### Prompt
Pictures do not belong in the copy; transcribe everything else in the records exactly.

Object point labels
****************************************
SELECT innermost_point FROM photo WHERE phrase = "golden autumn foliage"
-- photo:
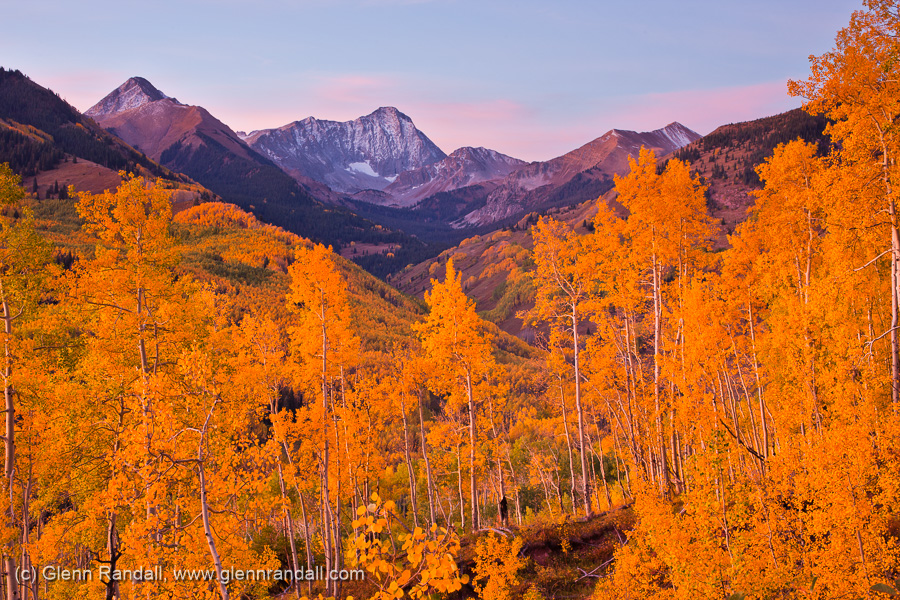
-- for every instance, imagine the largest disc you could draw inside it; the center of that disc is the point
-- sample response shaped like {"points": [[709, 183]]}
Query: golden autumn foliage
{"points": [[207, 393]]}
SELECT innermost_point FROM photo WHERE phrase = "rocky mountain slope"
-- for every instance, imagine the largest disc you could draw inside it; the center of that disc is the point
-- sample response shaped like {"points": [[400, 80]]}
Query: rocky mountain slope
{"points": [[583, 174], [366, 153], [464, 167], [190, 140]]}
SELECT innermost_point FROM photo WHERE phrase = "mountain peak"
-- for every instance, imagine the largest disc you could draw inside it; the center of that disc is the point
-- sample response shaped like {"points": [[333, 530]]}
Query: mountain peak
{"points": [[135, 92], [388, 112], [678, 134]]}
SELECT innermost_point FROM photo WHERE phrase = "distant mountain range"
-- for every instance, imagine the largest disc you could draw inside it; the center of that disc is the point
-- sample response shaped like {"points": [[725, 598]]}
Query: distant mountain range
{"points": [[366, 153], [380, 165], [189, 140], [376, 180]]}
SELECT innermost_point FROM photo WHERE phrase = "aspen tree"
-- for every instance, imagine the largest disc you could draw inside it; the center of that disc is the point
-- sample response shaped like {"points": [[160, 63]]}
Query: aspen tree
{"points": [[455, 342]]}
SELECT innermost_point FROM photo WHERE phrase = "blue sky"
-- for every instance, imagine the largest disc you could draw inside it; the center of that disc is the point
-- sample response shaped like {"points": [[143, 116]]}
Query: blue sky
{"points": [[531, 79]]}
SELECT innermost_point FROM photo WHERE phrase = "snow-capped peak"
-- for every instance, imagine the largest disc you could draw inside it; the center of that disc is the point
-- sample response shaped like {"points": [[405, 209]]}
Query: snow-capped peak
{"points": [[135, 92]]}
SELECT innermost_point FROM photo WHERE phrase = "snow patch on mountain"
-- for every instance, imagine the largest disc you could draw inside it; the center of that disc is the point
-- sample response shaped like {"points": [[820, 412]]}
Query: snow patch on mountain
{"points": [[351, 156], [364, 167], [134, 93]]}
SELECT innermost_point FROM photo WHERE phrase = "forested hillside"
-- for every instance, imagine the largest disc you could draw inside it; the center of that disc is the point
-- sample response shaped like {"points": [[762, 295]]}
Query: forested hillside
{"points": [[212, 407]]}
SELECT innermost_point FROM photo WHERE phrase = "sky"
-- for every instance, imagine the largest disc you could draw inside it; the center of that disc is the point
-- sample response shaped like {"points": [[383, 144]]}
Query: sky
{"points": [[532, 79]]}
****************************************
### Written reply
SELECT innermost_point FROM photo WHERE phrase = "golden autumn foliage"
-- photo:
-- for every instance, imagine the largest disc you could draw inside it; the center of that disc is the point
-- sample response shaped like {"points": [[709, 183]]}
Query: golden autumn foliage
{"points": [[207, 393]]}
SELECT innermost_point FROM photo WHERE phrase = "rocky mountain slope"
-- for every instance, imagine the largest disc you could draw inside it; the center of that disc is the point
-- sample response shaped like {"points": [[400, 80]]}
Query: rocky mountain slope
{"points": [[583, 174], [366, 153], [464, 167], [190, 140]]}
SELECT innermost_point FROM photo WHERE phrase = "mountain peak"
-- for every instance, imagine the largest disc you could draw inside it; the center of that disc is the point
-- sample response shaped like {"points": [[333, 530]]}
Query: mountain peak
{"points": [[135, 92], [388, 112], [678, 134]]}
SELECT innermost_point FROM photo WHERE phrase = "distant mountain range"
-- for every instance, imagine the largest disc you could draw inside it; the center of that disc is the point
-- sample response shaped like {"points": [[725, 598]]}
Query: distant mountain range
{"points": [[366, 153], [380, 165], [189, 140], [376, 180]]}
SELECT innermost_point FROM photo WHERE phrase = "aspen tree"
-- for every instance, imagine the largest disc you could draw inside it; the center of that disc is the point
-- sample response shaped like {"points": [[160, 63]]}
Query: aspen tree
{"points": [[455, 342]]}
SELECT innermost_point FROM photo WHERE phrase = "blue sky"
-- for every instance, imagine the largest disc you could draw inside it; the center of that disc is the point
-- sample response shaped like {"points": [[143, 116]]}
Query: blue sky
{"points": [[531, 79]]}
SELECT innermost_point FROM photo WHERE phrase = "snow-capped peak"
-- for every instance, imagine the largest disc you could draw inside it; the center of that disc is the point
-- sample response shaped like {"points": [[405, 209]]}
Query: snow-capped peak
{"points": [[135, 92]]}
SELECT innermost_point FROM photo WHERE phrase = "snow patch on mountain"
-- for every instance, imagine the largest disc you could draw inside it; the center of that disc is the point
-- sample response shaped like {"points": [[820, 412]]}
Query: snow patch on mountain
{"points": [[351, 156], [364, 167], [134, 93]]}
SELECT innermost_point FROM photo WHERE phrase = "forested hillside"
-- for every instance, imagine the largest disc you could draw inside it; the center of that disc is the point
-- sample response shaped like {"points": [[762, 295]]}
Query: forested hillside
{"points": [[212, 407]]}
SELECT innermost_point FROM photo WHERE phrase = "sky"
-- for every instance, imagine the largest disc you could draw inside it; the center of that disc is the point
-- sample response shaped like {"points": [[383, 144]]}
Query: sky
{"points": [[532, 79]]}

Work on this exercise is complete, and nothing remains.